Copy out all of the material below line for line, requests included. In the answers, shift each point by adding 128 to both of its pixel coordinates.

Saved data entries:
---+---
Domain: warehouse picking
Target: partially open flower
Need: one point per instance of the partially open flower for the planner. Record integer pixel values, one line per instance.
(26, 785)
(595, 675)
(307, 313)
---+---
Exercise result:
Domain: warehouse picking
Target: partially open flower
Need: one point per instance of the partially open flower for the planner. Record integer pixel values, one line per instance.
(154, 913)
(723, 803)
(435, 441)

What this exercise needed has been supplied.